(TASK PROMPT)
Look through the data below and show every line that includes "countertop".

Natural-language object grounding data
————————

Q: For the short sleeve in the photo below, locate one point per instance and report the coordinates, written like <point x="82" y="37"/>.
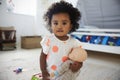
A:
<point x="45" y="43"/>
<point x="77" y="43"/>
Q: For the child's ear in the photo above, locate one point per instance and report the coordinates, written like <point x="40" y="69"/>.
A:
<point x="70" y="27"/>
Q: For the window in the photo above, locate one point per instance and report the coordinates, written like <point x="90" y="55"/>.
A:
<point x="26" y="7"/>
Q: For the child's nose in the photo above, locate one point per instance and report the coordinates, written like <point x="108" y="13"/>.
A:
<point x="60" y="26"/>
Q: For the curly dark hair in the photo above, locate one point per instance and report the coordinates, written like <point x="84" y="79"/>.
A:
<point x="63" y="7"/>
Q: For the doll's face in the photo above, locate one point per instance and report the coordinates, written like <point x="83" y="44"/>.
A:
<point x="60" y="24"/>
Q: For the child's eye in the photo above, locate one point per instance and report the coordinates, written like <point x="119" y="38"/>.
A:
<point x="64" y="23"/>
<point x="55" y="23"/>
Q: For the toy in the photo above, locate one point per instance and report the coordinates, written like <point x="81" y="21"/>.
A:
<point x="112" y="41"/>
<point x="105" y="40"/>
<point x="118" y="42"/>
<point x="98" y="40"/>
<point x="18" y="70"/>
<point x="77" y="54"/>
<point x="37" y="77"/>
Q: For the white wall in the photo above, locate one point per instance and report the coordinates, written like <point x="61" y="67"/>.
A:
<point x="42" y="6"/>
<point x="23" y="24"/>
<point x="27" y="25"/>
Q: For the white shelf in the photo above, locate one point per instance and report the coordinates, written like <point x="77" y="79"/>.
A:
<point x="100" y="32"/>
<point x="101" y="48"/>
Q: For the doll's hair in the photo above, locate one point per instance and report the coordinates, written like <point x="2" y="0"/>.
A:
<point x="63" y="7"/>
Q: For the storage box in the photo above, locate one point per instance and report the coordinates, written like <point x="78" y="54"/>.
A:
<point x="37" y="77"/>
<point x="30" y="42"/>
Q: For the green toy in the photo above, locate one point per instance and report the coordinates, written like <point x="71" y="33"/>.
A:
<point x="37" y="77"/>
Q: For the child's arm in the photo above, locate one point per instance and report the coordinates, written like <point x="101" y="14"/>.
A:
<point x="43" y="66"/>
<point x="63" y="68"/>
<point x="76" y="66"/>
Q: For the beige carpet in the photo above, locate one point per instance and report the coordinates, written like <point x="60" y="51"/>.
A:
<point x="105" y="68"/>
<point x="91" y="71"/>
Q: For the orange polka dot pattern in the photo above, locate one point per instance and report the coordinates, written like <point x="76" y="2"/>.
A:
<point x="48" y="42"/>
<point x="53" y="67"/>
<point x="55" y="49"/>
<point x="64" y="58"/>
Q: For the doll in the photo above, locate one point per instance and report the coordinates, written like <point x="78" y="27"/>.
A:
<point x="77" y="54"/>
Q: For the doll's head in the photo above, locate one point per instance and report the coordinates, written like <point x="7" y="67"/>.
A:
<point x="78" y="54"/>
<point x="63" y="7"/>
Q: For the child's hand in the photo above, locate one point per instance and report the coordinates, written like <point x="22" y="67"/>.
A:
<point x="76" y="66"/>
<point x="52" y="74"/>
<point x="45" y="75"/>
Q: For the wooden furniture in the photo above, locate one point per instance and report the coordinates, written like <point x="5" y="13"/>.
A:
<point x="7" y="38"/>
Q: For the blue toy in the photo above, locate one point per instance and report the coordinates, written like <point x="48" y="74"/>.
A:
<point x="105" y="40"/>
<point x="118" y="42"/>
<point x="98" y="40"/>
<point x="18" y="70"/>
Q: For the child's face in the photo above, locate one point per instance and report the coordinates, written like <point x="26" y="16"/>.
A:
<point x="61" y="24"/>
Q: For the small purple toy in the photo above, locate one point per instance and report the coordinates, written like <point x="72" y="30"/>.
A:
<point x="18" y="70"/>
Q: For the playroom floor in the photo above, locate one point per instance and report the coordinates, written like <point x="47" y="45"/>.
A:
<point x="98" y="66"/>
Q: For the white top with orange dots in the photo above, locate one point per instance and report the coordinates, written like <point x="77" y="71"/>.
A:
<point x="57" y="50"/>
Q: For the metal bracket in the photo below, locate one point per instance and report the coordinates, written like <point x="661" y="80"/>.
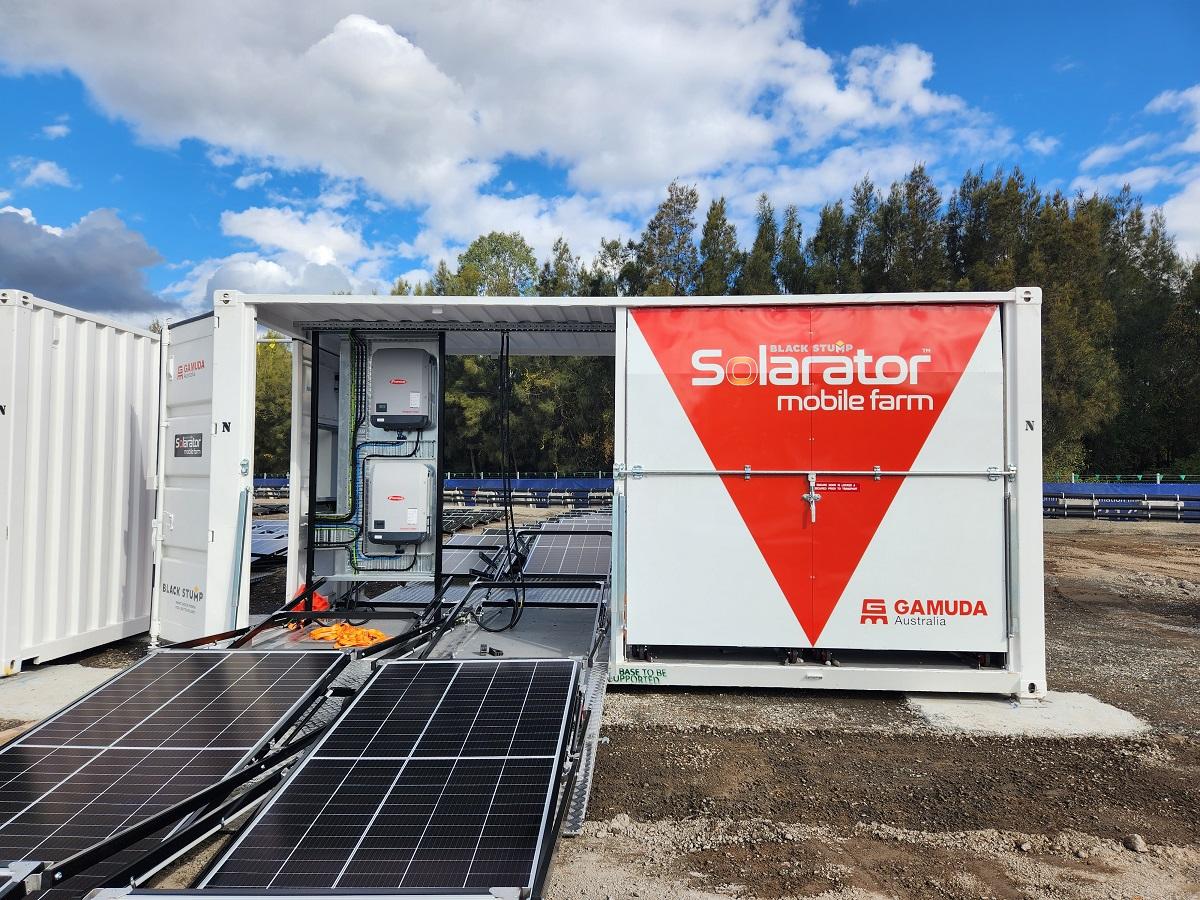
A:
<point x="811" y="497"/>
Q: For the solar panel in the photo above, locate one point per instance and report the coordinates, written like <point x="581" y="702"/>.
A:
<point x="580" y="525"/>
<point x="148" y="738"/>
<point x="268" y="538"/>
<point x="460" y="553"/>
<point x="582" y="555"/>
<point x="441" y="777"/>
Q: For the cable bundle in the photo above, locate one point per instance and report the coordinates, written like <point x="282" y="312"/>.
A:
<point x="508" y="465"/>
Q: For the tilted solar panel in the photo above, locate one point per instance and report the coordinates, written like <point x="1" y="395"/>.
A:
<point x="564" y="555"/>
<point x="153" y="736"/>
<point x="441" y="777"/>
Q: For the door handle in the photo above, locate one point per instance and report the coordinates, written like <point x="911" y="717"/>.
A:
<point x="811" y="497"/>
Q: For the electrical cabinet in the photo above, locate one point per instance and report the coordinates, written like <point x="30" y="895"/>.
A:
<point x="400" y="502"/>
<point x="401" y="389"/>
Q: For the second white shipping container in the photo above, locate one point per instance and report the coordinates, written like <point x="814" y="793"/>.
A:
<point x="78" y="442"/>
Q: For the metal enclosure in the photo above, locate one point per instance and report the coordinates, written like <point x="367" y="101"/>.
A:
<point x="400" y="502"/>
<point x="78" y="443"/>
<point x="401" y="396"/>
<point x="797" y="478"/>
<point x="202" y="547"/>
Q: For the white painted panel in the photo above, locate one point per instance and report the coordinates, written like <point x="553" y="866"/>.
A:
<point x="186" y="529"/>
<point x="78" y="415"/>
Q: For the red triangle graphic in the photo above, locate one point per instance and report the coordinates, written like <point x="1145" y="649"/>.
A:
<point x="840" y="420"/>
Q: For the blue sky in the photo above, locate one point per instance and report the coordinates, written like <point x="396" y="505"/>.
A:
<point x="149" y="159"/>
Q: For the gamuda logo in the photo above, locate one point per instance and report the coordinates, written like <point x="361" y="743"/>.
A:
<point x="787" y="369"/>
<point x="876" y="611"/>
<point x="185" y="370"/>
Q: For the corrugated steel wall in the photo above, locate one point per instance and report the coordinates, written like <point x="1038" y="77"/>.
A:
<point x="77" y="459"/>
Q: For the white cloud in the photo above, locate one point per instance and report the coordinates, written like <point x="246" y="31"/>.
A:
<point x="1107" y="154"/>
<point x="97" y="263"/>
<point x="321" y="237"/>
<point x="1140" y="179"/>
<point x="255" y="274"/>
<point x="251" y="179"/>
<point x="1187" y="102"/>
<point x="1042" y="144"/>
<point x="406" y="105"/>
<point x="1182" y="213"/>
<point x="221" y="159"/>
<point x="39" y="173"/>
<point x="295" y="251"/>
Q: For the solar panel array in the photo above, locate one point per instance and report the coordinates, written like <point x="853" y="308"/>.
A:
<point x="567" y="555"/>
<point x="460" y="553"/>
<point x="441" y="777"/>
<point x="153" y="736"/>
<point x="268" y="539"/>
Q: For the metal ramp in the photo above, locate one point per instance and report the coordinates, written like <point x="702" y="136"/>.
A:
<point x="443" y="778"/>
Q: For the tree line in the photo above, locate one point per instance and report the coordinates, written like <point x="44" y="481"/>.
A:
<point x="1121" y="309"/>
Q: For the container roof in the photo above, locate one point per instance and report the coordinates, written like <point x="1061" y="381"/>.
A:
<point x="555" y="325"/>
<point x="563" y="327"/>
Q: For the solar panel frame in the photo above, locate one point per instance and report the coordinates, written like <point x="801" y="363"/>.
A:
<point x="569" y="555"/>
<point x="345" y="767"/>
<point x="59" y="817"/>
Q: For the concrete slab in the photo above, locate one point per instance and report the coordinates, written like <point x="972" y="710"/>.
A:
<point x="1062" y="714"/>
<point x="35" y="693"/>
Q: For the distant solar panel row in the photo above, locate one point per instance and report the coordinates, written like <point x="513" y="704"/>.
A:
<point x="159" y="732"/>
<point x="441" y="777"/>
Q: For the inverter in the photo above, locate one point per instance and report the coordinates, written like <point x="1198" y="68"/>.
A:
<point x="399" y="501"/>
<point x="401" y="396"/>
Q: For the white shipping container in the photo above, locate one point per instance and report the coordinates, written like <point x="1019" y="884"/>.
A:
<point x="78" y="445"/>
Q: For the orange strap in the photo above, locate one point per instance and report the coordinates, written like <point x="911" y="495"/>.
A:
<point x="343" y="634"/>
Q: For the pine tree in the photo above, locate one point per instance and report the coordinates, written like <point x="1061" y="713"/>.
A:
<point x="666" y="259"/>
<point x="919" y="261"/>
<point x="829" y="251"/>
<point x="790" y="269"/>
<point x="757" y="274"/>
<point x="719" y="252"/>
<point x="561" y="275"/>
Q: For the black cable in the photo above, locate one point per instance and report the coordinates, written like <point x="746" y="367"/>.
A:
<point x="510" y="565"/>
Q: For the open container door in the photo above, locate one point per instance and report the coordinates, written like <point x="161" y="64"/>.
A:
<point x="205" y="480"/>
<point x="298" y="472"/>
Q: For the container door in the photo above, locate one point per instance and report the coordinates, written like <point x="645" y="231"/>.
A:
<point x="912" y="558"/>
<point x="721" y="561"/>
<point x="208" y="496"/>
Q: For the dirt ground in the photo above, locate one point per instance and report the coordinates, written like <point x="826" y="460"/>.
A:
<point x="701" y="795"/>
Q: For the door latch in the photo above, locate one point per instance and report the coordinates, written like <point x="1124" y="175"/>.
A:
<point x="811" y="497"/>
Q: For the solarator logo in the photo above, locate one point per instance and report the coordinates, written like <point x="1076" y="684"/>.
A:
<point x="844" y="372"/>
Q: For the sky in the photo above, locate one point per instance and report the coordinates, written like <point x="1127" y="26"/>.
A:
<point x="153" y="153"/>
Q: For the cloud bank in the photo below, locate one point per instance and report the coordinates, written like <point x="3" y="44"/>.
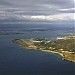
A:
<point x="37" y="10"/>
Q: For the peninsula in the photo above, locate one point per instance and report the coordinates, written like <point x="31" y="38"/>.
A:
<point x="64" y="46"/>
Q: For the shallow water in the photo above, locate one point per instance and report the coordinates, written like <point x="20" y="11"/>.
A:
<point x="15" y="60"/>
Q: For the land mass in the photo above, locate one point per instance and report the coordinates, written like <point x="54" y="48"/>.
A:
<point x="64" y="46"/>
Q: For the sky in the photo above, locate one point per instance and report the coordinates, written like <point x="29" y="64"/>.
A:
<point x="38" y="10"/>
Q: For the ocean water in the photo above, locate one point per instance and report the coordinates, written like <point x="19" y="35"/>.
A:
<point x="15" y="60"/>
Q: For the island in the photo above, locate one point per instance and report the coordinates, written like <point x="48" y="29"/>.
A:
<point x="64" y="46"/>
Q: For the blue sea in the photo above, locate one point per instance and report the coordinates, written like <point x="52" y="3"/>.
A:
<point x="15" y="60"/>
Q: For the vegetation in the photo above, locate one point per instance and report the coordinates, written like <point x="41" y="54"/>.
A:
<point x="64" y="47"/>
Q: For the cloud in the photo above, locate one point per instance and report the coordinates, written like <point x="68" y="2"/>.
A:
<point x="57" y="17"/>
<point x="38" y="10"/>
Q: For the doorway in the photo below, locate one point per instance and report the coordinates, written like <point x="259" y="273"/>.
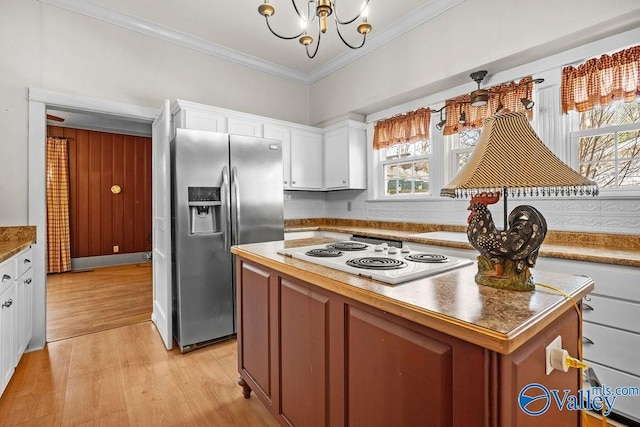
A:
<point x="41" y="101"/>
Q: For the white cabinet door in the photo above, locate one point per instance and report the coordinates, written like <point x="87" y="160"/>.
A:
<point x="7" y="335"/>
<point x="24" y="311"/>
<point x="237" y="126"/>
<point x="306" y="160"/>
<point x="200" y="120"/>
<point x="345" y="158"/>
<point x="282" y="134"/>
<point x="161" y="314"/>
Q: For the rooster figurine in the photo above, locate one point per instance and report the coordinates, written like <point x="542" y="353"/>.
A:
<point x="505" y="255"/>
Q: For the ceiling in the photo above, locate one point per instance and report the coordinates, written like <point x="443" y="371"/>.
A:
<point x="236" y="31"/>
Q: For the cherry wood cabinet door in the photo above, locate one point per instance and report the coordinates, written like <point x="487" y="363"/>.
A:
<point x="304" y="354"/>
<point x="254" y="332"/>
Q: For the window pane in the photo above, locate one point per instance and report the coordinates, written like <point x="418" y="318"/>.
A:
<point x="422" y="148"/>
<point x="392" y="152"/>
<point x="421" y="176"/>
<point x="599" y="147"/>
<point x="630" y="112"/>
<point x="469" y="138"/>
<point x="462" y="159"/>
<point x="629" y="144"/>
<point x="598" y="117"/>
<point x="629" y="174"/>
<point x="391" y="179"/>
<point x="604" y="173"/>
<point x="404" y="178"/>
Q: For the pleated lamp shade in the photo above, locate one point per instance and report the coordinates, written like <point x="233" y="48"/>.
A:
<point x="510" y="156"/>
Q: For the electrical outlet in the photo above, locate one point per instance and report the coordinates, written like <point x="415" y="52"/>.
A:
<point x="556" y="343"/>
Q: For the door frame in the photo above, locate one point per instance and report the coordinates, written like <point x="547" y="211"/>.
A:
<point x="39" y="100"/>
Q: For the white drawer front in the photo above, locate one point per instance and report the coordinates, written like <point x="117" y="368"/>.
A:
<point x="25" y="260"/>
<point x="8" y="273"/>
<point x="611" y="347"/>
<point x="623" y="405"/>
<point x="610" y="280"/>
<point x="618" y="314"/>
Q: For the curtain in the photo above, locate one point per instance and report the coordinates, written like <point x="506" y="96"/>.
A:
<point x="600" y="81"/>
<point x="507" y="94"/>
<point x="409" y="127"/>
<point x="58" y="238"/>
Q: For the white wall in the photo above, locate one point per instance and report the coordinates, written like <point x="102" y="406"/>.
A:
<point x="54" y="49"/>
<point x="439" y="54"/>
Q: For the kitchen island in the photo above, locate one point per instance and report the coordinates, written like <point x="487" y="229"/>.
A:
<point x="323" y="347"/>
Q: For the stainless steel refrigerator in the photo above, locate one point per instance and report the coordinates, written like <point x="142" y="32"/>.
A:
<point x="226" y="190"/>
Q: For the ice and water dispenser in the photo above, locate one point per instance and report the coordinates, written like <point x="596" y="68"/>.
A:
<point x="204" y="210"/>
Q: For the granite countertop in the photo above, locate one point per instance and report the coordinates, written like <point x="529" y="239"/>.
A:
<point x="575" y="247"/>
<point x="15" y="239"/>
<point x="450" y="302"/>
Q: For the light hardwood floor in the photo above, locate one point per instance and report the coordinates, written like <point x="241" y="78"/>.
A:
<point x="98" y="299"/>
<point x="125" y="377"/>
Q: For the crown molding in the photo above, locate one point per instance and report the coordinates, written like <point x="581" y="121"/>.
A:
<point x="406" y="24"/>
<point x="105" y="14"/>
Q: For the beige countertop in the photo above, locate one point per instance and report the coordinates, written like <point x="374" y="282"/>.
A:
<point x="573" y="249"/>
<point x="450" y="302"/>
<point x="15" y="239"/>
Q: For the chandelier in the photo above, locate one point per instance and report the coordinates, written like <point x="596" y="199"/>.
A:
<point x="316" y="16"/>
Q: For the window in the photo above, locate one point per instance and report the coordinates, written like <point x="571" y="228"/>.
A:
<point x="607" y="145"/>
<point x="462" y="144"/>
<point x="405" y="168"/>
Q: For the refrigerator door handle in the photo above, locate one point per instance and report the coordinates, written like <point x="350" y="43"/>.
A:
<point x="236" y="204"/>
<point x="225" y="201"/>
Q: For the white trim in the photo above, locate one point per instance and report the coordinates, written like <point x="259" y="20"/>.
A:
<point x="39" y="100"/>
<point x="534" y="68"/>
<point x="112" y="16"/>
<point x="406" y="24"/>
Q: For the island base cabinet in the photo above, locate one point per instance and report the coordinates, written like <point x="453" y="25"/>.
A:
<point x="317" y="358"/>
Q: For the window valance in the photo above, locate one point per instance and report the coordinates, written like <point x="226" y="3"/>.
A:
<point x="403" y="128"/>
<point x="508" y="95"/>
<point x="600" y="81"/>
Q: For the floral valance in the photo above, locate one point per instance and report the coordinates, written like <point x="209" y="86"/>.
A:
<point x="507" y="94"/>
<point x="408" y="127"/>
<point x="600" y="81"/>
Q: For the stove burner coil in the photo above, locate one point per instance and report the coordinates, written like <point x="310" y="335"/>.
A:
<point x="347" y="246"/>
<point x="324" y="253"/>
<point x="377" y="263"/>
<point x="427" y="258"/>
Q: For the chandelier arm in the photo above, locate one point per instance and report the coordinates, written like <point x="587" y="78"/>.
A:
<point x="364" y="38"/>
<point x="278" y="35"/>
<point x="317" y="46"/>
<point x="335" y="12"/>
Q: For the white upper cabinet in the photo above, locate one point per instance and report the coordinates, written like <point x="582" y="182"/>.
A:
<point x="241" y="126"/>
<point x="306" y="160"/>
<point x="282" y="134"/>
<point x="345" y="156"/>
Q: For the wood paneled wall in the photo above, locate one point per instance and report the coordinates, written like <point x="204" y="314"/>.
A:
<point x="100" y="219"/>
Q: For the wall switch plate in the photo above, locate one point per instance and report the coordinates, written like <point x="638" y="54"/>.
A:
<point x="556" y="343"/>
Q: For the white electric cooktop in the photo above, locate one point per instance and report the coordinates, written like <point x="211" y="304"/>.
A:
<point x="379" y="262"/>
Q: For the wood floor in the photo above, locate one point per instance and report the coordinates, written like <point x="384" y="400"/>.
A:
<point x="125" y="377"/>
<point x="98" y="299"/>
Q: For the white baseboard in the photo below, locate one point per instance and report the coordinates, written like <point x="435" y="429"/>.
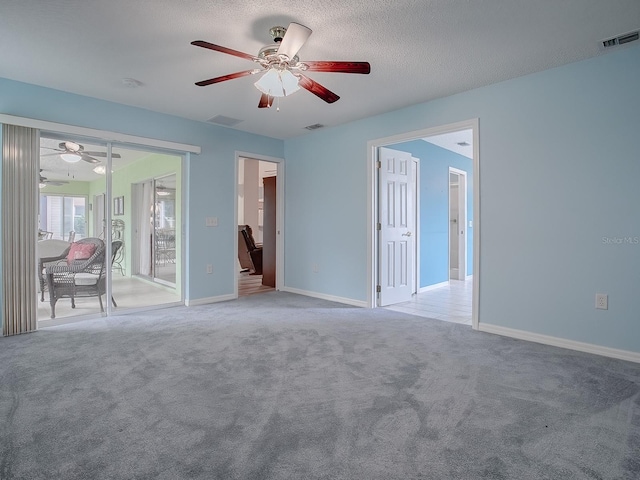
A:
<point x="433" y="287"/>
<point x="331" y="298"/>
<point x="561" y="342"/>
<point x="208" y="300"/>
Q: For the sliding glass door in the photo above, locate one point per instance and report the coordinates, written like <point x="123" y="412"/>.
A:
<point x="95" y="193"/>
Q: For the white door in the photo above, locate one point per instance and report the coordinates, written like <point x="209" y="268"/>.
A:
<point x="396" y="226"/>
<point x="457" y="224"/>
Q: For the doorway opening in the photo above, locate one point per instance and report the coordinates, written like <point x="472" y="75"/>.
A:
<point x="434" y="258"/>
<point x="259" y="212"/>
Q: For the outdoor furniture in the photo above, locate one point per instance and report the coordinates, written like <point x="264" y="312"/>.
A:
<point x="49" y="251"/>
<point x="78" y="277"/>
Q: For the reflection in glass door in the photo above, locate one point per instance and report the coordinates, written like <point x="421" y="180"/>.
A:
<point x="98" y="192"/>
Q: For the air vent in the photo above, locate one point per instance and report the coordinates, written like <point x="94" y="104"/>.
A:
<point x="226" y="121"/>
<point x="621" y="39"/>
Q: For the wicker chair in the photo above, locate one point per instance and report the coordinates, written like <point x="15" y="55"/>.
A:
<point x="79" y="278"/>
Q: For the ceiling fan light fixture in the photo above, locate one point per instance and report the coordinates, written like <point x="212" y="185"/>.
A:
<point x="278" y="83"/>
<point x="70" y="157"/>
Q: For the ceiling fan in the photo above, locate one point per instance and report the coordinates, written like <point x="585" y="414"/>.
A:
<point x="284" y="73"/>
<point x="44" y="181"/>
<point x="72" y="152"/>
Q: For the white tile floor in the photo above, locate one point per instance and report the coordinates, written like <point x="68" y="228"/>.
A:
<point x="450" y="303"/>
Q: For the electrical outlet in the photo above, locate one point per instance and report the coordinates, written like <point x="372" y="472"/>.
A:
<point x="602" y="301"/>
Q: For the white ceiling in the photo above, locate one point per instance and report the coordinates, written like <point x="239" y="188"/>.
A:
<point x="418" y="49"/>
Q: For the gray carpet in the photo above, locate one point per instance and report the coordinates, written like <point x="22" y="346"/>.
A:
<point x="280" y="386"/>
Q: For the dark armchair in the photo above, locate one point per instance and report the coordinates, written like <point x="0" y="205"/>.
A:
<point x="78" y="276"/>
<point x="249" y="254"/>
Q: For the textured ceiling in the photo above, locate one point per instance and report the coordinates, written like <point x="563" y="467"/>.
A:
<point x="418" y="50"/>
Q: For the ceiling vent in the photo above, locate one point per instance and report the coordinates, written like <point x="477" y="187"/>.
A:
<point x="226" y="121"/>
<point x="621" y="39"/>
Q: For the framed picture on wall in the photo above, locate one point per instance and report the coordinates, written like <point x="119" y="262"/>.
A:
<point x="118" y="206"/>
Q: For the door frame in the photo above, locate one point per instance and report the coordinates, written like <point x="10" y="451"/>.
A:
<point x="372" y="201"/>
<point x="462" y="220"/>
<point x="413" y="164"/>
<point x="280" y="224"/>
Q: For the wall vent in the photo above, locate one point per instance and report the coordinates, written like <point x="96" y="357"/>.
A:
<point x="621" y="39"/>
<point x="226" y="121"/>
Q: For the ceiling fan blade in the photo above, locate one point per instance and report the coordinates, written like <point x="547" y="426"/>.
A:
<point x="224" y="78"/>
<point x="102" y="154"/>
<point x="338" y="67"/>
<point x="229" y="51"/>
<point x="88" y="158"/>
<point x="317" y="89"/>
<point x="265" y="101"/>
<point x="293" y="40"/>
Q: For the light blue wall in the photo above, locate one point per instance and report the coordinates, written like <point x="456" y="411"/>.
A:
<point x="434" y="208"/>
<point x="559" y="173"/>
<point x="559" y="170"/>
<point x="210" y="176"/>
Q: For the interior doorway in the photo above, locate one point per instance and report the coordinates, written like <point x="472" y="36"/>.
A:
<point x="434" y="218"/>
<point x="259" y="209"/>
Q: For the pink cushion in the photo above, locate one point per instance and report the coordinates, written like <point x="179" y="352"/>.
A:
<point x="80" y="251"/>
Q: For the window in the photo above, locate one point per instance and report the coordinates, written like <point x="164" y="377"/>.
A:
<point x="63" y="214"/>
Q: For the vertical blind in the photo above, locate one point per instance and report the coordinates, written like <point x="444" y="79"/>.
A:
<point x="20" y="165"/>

————————

(ANSWER AREA)
Q: For the granite countertop in the photo above, locate one point per instance and report the coordinates, written like <point x="529" y="239"/>.
Q: For the beige countertop in the photo above, locate one point per instance and report the coordinates, written like <point x="374" y="282"/>.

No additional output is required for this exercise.